Overnight success takes years for most of us. Decades, sometimes. For some of us, too, it never really arrives.
And here’s the second part: There’s never, ever, any finish line for any art or avocation. “Mastering the art” is a chimera—once you think you know everything there is to know, you’ve committed artistic suicide.
I can pretty much guarantee that you’re going to write stuff you think is terrific. I did. I wrote short stories all through high school and college and I thought they were incredible, easily as sophisticated and polished as the crap my teachers were throwing at us from the literary canon. In college, I even started sending out those nascent efforts, yet somehow the editors to which I sent my works of unadulterated genius were somehow blind to their literary quality and did nothing but send me lots of rejection slips.
Reams and reams and reams of rejection slips.
I kept all of those old stories that no one wanted. They’re in a file cabinet in my office, and I can read them now and understand why they never sold.

☆ ☆ ☆ ☆ ☆

◆ **Set of tasks**:
[1] Quote each sentence in the passage on overnight success that contains the word "never."
[2] In the passage on overnight success, take everything from "Overnight success takes" down to "committed artistic suicide." and write it out with "finish line" swapped for "end point".

◆ **Supplied data**:
☆ ☆ ☆ ☆ ☆

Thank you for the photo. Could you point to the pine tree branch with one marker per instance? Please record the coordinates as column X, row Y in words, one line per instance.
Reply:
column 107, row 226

☆ ☆ ☆ ☆ ☆

◆ **Problem solutions**:
[1]
For some of us, too, it never really arrives.
And here’s the second part: There’s never, ever, any finish line for any art or avocation.
They’re in a file cabinet in my office, and I can read them now and understand why they never sold.

[2]
Overnight success takes years for most of us. Decades, sometimes. For some of us, too, it never really arrives.
And here’s the second part: There’s never, ever, any end point for any art or avocation. “Mastering the art” is a chimera—once you think you know everything there is to know, you’ve committed artistic suicide.